§ PASSAGE TO READ:
----

Manipulating the Nervous System to Combat Cancer: The Latest Breakthroughs
According to Jeremy Borniger, an assistant professor at Cold Spring Harbor Laboratory on New York's Long Island, growing a tumor is a lot like growing a new organ. A tumor may appear to be a mass of cells, but it's actually fed by blood vessels, communicates with the immune system, and, like any other organ, connects to the body's nervous system. For decades, scientists have been exploring ways to treat cancer by manipulating a tumor's blood supply and changing the way it interacts with the immune system. Now, a new area of research is emerging, focused on the role of nerves in cancer.
The nervous system is not just playing a passive role in cancer, says Borniger. Instead, it's essential for all phases of cancer development, from initiation through to therapeutic resistance and responses to therapy. Many cancer patients suffer from chronic fatigue, sleep disruption, appetite changes, and brain fog, all of which are related to problems with the nervous system. Borniger is working to understand whether these symptoms are caused by cancer therapy or cancer itself.

----

§ STORED DATA:
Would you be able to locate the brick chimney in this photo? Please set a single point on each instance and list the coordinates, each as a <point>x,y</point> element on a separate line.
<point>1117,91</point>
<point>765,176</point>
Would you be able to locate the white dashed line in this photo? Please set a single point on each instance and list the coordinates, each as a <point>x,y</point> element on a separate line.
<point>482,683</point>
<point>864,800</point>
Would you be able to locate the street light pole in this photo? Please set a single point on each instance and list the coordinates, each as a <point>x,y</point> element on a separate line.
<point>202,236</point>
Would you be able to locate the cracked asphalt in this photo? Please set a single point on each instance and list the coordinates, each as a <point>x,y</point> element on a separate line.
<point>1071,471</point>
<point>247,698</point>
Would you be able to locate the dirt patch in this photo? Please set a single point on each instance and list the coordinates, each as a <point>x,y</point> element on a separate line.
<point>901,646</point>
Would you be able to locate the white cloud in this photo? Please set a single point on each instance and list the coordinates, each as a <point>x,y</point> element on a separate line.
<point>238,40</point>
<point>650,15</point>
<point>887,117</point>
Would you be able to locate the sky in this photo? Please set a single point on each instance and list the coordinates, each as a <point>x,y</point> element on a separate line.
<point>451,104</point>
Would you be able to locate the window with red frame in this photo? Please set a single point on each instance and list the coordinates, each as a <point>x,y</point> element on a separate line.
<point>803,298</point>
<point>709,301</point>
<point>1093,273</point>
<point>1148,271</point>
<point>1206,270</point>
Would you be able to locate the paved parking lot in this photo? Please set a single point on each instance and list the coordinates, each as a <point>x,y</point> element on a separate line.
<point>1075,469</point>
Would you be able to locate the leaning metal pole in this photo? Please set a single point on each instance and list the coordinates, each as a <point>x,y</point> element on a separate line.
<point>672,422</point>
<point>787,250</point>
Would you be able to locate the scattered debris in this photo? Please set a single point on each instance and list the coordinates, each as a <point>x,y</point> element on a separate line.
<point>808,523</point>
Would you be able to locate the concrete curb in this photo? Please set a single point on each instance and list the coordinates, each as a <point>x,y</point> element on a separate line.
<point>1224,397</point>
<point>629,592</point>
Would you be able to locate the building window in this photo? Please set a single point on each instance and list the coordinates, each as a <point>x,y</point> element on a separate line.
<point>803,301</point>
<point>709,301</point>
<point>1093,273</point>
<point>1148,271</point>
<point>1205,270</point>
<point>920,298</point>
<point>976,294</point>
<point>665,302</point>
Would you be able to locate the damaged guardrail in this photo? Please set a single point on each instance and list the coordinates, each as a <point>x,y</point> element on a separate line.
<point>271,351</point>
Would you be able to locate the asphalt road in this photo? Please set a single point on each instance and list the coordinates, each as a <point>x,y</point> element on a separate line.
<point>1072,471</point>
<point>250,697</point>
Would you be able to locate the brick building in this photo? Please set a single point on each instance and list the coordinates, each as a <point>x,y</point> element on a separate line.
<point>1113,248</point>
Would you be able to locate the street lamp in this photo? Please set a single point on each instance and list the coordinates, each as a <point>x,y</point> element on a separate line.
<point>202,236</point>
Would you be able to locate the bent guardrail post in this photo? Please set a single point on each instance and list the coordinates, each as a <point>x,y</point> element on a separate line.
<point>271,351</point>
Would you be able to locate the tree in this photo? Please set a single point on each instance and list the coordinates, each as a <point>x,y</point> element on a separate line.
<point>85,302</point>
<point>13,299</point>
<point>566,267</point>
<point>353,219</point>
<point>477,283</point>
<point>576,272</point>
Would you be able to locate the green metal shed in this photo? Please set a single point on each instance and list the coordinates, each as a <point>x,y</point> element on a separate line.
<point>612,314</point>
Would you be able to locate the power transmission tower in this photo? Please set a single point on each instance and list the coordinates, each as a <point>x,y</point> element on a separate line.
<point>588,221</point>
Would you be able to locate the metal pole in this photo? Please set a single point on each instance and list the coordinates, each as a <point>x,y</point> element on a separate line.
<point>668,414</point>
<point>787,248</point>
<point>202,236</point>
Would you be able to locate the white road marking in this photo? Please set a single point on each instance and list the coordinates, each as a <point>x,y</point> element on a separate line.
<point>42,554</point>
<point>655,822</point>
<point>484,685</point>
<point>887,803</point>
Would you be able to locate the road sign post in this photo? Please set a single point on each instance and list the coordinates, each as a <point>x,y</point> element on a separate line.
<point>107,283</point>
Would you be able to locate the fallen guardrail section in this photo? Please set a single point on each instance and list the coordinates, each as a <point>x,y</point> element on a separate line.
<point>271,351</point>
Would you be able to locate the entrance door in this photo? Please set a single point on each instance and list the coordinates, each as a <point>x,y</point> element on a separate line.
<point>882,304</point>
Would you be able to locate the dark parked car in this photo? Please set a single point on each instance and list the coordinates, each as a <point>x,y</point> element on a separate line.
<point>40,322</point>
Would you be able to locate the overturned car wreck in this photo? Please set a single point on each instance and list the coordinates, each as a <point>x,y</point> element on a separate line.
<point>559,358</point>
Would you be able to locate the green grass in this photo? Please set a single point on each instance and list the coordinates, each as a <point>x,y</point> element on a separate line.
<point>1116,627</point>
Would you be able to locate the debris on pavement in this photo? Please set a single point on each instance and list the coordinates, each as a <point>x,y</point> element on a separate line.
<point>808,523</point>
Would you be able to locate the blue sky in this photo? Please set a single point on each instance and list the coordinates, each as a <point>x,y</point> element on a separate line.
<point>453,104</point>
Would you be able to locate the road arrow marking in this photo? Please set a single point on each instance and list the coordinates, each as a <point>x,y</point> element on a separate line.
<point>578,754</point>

----

§ THE TASK:
Reproduce verbatim the part of the passage about nerves and cancer that runs from "The nervous system is" to "or cancer itself.".

§ RESPONSE:
The nervous system is not just playing a passive role in cancer, says Borniger. Instead, it's essential for all phases of cancer development, from initiation through to therapeutic resistance and responses to therapy. Many cancer patients suffer from chronic fatigue, sleep disruption, appetite changes, and brain fog, all of which are related to problems with the nervous system. Borniger is working to understand whether these symptoms are caused by cancer therapy or cancer itself.